> WHAT YOU WILL DO
Select all lines holding the word "woman" from the entries that follow.

> PROVIDED ENTRIES
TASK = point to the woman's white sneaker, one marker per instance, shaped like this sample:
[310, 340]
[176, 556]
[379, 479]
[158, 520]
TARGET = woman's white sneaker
--
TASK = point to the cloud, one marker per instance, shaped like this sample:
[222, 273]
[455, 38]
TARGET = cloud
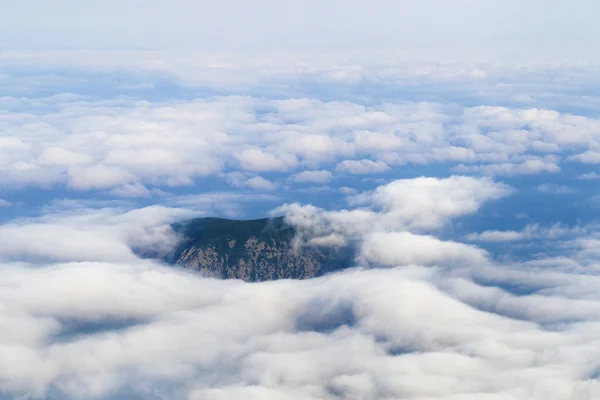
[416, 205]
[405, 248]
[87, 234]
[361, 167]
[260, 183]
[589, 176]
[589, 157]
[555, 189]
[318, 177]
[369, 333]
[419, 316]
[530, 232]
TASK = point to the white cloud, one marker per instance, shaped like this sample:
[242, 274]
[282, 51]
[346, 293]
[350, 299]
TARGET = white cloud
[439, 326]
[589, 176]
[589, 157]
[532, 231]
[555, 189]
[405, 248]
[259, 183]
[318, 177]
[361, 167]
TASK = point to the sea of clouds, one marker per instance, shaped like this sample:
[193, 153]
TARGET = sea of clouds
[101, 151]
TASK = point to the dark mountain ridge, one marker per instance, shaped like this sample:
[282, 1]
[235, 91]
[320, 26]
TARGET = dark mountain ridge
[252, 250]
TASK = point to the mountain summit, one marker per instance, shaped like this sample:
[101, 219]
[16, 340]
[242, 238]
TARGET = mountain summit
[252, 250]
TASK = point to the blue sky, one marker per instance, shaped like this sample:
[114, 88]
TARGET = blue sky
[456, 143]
---
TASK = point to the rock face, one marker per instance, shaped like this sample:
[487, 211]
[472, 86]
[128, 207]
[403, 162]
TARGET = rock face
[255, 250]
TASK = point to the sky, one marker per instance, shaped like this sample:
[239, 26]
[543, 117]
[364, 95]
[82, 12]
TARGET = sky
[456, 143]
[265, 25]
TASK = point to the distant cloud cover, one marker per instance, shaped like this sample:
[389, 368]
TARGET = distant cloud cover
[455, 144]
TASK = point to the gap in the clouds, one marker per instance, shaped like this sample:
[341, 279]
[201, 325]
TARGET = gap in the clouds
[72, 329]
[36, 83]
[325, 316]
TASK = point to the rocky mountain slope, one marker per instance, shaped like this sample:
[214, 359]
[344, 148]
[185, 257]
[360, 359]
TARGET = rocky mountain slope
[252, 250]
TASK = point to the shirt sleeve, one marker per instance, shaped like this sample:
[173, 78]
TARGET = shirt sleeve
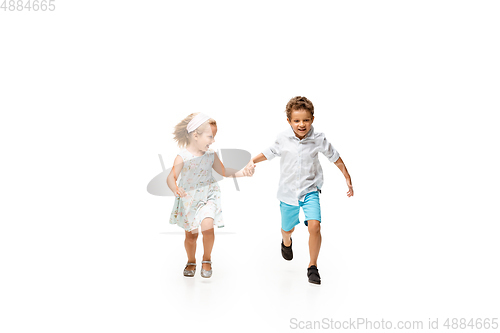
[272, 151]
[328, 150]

> PROBLEM SOLUTION
TASK = point to the woman's white sneaker, one marker per instance, shaped like this sample:
TARGET = woman's white sneaker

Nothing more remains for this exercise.